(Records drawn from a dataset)
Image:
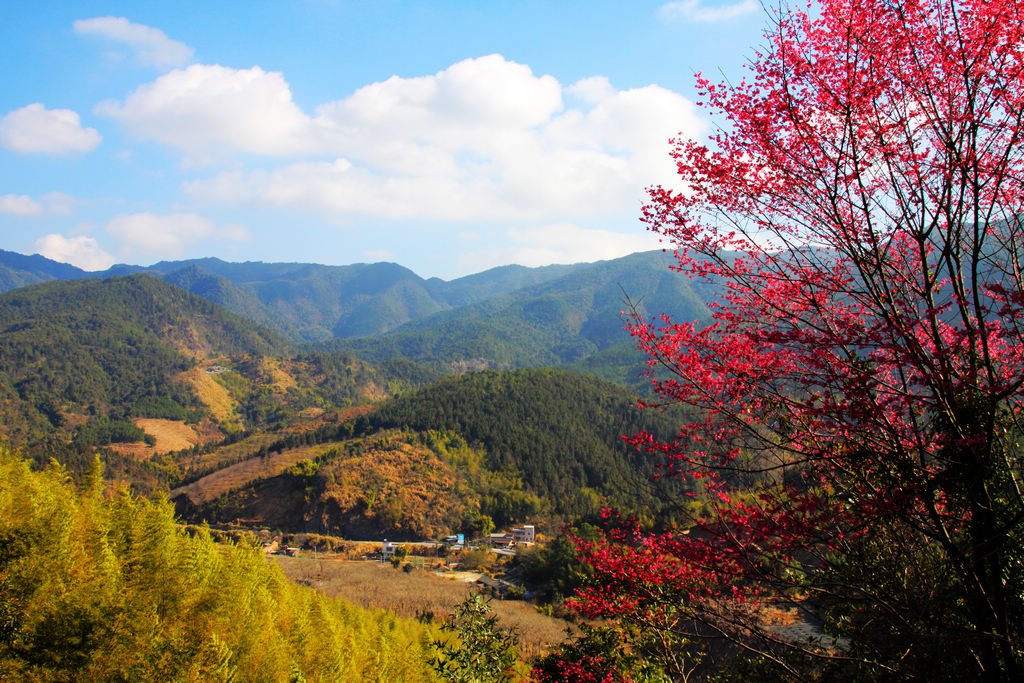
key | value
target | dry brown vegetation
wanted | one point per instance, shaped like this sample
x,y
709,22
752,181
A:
x,y
239,474
213,395
419,593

Work required | Each record above, in full: return it exactly, pictures excluded.

Exercise output |
Image:
key | value
target | dry brown vegetation
wanted | one point per instance, shaped like this sample
x,y
709,22
752,181
A:
x,y
239,474
213,395
419,593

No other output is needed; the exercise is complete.